* **TASK**
Collect each line below that contains the word "green" and copy it in full. Case counts.

[START OF SOURCE DATA]

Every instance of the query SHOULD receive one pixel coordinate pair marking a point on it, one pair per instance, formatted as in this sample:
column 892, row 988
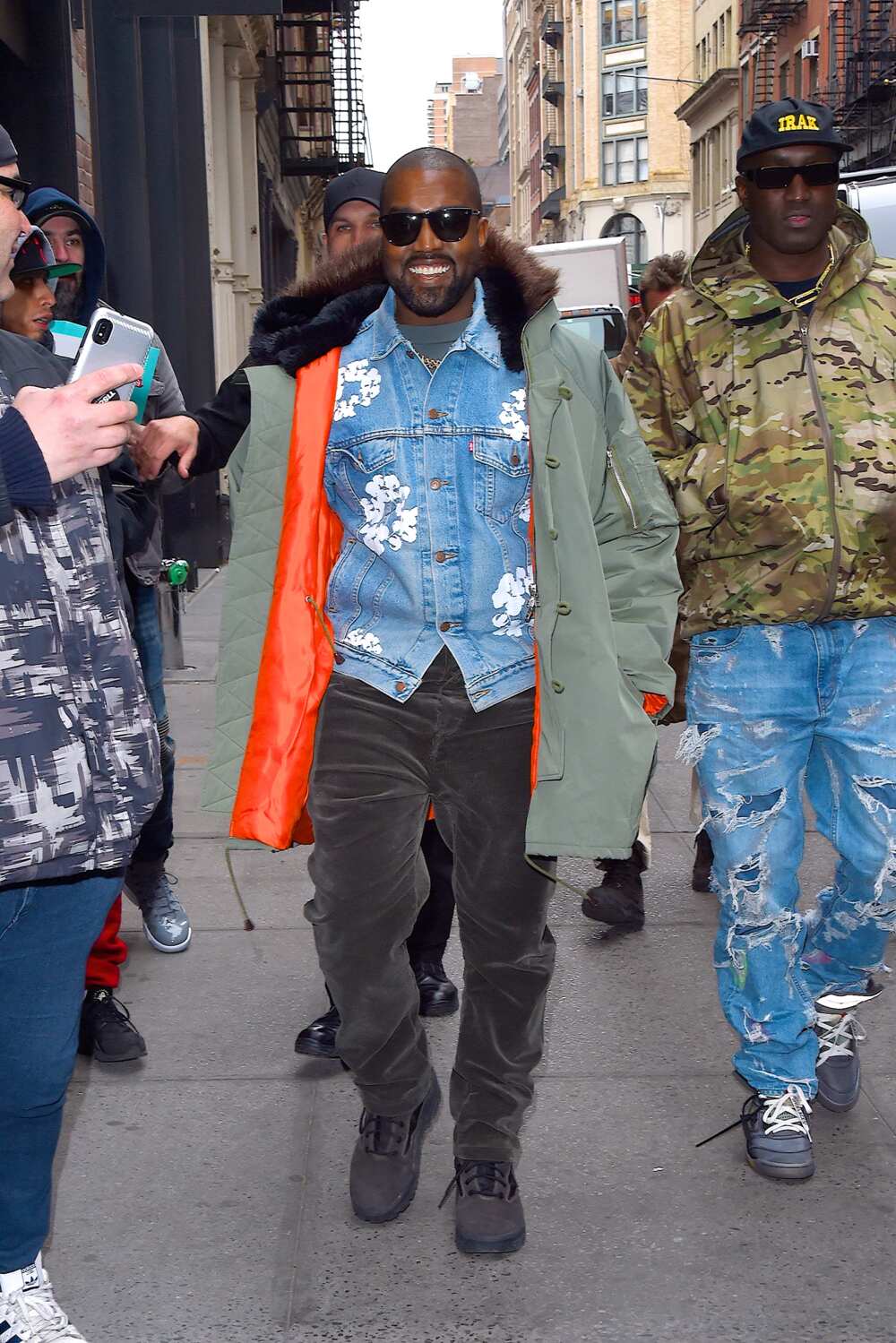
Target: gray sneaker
column 166, row 922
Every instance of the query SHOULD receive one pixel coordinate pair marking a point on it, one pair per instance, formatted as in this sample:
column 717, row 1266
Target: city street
column 202, row 1194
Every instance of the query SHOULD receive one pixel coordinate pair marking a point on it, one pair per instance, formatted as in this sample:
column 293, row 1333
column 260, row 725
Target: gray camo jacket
column 78, row 743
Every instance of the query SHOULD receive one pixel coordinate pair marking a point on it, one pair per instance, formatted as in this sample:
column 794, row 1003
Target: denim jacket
column 430, row 479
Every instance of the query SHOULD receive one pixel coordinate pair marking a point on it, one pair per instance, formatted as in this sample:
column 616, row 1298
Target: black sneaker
column 319, row 1039
column 107, row 1030
column 619, row 898
column 839, row 1069
column 702, row 863
column 777, row 1132
column 386, row 1162
column 487, row 1211
column 438, row 995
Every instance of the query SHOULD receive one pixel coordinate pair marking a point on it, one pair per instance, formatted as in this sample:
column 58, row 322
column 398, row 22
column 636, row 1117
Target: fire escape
column 861, row 77
column 319, row 78
column 763, row 21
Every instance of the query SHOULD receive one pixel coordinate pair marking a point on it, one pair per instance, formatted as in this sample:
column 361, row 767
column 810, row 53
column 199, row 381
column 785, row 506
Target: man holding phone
column 78, row 759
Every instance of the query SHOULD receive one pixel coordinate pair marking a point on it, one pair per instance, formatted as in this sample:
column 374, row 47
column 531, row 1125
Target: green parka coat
column 605, row 554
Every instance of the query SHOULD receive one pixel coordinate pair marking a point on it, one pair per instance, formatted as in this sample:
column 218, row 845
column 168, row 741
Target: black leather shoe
column 107, row 1031
column 319, row 1039
column 487, row 1213
column 702, row 863
column 777, row 1132
column 438, row 995
column 386, row 1162
column 619, row 898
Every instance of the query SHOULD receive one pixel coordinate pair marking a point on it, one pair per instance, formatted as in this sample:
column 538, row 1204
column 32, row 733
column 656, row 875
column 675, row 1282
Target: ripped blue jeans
column 771, row 710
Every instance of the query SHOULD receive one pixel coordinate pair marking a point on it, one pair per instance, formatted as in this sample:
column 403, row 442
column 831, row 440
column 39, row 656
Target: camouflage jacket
column 78, row 745
column 777, row 434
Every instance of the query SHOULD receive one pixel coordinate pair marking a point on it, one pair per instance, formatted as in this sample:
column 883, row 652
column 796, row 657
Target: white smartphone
column 112, row 339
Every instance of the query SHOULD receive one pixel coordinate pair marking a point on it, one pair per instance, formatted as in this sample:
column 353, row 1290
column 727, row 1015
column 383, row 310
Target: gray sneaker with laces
column 166, row 920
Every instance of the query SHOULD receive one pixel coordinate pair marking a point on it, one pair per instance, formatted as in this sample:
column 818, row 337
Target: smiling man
column 766, row 391
column 437, row 439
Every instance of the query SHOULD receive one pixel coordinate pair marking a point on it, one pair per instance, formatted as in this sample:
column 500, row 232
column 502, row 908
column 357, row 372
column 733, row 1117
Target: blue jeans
column 771, row 708
column 46, row 933
column 158, row 836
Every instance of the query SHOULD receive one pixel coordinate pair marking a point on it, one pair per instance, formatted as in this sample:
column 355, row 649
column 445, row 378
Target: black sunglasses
column 777, row 179
column 19, row 188
column 449, row 223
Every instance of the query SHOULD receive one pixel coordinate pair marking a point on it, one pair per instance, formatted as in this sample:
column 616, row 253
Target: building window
column 625, row 160
column 625, row 91
column 624, row 21
column 634, row 234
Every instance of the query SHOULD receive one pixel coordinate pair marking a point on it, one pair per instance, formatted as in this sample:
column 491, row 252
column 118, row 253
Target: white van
column 874, row 195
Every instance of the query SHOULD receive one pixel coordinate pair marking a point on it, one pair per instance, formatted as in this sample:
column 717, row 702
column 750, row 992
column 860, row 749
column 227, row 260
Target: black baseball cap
column 788, row 123
column 355, row 185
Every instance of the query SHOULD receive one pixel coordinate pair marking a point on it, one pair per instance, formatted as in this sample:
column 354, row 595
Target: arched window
column 634, row 234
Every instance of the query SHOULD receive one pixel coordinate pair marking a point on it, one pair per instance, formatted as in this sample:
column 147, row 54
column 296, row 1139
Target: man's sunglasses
column 450, row 223
column 18, row 191
column 777, row 179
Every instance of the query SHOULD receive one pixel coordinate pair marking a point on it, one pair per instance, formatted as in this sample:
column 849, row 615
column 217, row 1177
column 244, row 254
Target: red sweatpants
column 108, row 952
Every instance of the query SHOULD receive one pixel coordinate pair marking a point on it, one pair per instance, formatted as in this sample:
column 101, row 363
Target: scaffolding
column 323, row 129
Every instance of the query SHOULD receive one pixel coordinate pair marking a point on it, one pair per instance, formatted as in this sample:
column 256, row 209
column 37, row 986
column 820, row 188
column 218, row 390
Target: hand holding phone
column 75, row 426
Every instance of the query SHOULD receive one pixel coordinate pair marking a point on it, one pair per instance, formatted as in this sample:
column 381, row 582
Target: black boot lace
column 487, row 1179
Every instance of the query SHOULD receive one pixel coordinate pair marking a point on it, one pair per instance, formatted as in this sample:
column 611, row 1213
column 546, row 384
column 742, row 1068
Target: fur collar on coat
column 328, row 309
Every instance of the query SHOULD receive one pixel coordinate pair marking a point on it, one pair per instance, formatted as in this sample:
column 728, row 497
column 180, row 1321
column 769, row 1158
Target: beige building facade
column 711, row 116
column 613, row 159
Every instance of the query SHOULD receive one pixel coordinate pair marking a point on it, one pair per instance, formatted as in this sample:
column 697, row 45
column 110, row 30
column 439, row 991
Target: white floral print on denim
column 368, row 387
column 511, row 599
column 363, row 640
column 387, row 519
column 513, row 415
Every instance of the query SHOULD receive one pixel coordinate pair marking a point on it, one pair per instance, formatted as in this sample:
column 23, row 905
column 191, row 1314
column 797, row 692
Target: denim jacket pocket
column 357, row 463
column 501, row 470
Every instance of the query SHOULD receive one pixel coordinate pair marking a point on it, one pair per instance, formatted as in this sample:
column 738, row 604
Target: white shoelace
column 837, row 1034
column 38, row 1315
column 786, row 1114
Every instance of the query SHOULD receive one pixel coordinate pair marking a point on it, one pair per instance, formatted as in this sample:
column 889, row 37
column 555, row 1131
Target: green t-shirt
column 435, row 339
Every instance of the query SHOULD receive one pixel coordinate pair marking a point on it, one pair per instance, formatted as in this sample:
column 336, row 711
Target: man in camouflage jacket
column 78, row 759
column 766, row 391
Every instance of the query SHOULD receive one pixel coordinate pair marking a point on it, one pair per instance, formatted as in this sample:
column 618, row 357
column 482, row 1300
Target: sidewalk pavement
column 202, row 1194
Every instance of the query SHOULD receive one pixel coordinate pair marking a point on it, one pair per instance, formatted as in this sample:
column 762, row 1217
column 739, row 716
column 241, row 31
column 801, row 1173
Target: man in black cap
column 766, row 390
column 78, row 759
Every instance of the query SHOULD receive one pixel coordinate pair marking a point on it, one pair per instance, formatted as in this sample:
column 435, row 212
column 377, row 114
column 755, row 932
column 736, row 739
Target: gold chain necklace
column 807, row 296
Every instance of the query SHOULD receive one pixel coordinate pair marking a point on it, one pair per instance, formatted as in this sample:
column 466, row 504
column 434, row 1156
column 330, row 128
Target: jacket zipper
column 622, row 486
column 828, row 439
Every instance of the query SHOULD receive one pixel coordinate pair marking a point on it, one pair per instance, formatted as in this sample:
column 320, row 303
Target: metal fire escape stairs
column 323, row 129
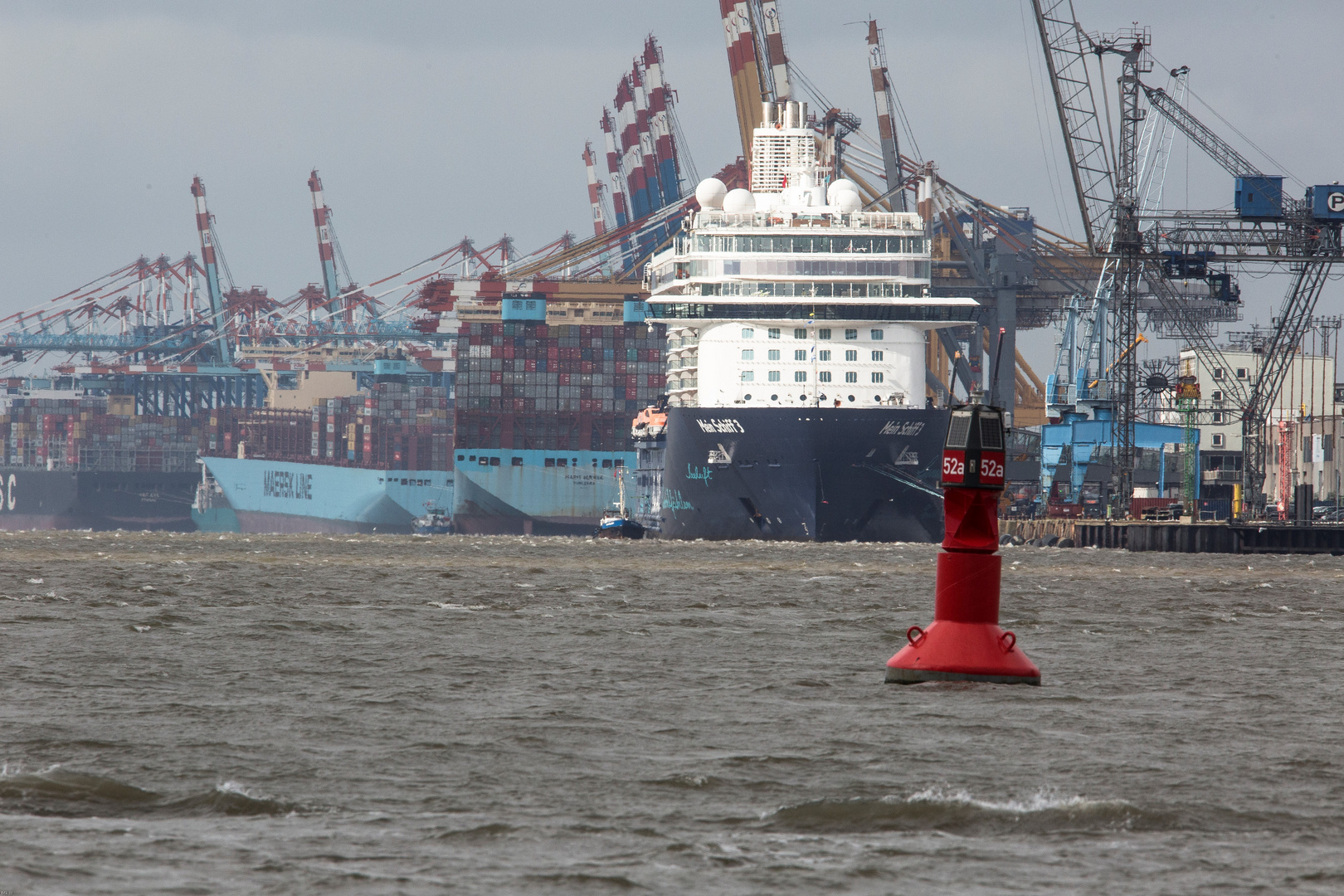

[END OF SOURCE DATA]

* **RESULT**
Target: green parka coat
Target: green t-shirt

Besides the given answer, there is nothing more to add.